*DIRECTION*.
List every line of the data below that contains the string "chandelier".

*Stored entries*.
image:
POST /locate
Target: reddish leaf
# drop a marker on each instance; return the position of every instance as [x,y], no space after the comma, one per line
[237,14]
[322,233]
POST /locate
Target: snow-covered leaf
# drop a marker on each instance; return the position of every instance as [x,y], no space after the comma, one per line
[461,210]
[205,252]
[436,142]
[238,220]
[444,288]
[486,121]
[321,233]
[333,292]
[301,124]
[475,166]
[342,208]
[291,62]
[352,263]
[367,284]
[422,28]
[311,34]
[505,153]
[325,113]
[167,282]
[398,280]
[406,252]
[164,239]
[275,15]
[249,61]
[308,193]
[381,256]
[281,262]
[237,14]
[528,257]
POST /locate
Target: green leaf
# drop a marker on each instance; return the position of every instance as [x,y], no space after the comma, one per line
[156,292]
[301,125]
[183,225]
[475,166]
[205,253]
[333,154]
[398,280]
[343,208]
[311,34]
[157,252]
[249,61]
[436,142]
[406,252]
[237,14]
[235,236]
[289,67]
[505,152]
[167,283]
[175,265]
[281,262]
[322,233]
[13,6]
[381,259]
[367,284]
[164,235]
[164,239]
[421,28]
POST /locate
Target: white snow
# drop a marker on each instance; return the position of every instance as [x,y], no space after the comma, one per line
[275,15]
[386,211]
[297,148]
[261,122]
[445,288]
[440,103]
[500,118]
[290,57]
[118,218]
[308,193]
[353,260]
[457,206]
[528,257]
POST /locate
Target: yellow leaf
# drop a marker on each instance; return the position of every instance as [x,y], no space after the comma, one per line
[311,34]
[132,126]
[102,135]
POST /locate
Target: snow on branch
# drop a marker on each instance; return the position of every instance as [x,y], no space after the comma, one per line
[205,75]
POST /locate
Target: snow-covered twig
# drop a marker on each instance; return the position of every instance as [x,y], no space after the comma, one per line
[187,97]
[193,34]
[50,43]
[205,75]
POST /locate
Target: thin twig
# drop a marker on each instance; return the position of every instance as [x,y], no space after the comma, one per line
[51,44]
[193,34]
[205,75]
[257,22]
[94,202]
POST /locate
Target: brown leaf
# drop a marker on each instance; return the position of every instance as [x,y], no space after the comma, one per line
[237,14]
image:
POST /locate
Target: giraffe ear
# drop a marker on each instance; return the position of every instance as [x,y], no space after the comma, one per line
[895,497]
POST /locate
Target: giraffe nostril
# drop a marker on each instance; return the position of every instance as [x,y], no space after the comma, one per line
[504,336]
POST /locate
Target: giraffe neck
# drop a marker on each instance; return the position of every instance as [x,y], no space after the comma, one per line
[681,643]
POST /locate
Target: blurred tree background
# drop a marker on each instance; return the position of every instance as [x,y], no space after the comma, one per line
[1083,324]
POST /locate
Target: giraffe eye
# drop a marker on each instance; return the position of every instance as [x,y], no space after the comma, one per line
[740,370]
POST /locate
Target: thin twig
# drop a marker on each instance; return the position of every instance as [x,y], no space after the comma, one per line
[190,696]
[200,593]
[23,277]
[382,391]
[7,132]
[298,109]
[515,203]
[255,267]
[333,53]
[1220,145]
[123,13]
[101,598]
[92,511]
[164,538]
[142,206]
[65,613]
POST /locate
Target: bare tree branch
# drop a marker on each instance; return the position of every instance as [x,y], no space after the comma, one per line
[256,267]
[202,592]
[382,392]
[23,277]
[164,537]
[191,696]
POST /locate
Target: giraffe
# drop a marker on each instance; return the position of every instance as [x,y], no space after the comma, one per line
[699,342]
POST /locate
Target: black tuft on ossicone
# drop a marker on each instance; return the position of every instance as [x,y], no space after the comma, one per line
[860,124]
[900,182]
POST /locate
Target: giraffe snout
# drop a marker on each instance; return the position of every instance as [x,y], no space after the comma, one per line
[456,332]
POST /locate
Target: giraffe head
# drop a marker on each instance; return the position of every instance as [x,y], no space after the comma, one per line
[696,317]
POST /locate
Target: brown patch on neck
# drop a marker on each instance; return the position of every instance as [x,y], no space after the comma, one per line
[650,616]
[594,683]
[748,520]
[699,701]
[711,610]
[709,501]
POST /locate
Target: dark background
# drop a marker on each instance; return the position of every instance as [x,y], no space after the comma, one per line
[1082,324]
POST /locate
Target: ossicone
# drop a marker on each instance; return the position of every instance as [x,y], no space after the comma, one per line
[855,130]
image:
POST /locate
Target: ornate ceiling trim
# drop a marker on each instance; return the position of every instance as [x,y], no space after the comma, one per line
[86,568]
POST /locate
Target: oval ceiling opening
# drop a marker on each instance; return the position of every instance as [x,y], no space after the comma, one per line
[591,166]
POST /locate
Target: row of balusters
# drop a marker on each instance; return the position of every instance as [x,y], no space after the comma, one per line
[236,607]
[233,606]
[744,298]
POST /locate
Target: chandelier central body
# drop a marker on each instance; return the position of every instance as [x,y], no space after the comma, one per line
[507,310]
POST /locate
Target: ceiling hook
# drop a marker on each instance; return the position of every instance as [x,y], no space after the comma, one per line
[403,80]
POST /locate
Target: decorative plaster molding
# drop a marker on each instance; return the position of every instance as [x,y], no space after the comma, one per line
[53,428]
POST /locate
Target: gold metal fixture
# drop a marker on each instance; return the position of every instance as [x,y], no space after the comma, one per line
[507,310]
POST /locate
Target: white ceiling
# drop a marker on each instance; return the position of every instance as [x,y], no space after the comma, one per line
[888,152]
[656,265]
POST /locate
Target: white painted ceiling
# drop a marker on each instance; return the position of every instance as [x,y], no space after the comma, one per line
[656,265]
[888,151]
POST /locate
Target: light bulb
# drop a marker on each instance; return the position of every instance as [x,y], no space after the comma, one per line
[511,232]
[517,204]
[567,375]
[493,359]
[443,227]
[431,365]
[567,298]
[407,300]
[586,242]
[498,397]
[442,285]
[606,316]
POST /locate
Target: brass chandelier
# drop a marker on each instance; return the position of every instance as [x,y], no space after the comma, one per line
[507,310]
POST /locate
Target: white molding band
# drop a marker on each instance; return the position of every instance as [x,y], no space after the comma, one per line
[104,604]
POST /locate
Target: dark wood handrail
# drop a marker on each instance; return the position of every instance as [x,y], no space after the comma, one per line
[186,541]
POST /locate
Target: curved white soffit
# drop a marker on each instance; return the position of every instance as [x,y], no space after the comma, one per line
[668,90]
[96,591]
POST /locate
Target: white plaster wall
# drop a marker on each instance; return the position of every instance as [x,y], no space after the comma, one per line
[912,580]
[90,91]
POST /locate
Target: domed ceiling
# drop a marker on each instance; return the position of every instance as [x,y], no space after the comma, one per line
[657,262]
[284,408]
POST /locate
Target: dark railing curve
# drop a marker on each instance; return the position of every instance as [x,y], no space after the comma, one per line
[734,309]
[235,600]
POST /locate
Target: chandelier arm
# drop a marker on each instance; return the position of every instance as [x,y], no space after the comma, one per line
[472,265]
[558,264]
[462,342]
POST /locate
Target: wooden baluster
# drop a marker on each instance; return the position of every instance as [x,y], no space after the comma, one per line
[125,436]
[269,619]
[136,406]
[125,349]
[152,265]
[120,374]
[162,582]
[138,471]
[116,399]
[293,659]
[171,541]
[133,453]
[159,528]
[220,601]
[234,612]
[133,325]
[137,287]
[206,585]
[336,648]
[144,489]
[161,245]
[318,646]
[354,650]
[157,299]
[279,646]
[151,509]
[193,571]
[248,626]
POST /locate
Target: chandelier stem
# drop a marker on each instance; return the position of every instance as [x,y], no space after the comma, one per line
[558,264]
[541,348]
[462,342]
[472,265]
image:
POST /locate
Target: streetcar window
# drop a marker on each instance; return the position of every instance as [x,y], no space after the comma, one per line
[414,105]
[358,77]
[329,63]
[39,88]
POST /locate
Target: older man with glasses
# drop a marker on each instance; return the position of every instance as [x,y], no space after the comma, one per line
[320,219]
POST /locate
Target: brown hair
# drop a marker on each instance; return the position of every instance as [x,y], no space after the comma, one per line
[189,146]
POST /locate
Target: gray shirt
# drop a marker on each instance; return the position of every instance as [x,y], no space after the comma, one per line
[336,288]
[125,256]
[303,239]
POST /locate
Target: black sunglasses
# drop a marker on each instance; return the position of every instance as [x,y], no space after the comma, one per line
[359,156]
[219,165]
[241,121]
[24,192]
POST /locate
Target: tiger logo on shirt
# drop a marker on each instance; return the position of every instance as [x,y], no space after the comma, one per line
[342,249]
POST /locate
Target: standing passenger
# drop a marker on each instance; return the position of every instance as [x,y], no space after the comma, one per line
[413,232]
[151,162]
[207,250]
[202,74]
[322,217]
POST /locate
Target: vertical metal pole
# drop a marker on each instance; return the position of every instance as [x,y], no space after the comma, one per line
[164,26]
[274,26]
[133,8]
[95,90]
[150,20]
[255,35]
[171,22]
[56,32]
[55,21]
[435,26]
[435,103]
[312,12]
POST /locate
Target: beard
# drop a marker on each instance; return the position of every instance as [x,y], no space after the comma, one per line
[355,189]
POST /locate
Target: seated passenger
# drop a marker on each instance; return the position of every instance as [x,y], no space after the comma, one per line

*FULL OUTPUT*.
Target: chandelier central body
Target: brass chandelier
Target: chandelier arm
Target: chandelier stem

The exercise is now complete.